任务要求
根据给定文本,Magina 被赋予了什么神力?

给定文本
········

【HDU 3810】 Magina (01背包,优先队列优化,并查集)
Magina
Problem DescriptionMagina, also known as Anti-Mage, is a very cool hero in DotA (Defense of the Ancient).
If you have no idea of him, here is some brief introduction of his legendary antecedents:
Twin sons to the great Prophet, Terrorblade and Magina were blessed with divine powers: Terrorblade granted with an unnatural affinity with life forces; Magina gifted with energy manipulation. Magina's eventual overexposure to the magic gradually augmented his elemental resistances and bestowed him the unique ability to move faster than light itself. Now, broken by Terrorblade's fall to the dark side, Magina answers the Sentinel's call in a desperate bid to redeem his brother. Every bitter strike turns the Scourge's evil essences upon themselves, culminating in a finale that forces his enemy to awaken to the void within and spontaneously implode.

········

数据记录
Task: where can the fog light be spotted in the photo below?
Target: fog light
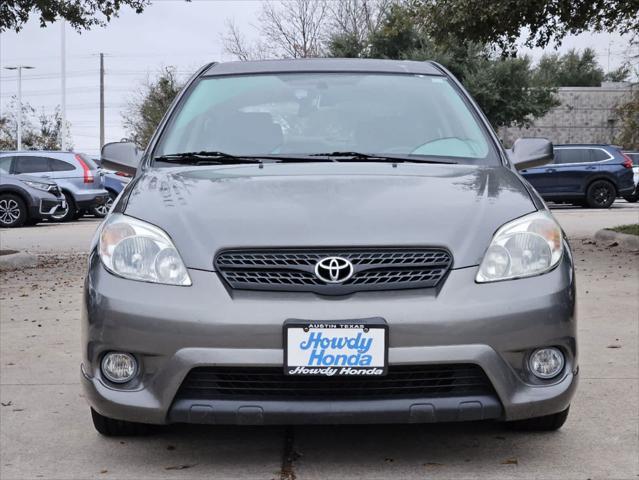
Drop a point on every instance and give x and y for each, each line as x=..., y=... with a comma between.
x=119, y=367
x=546, y=362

········

完整答案
操控能量的能力。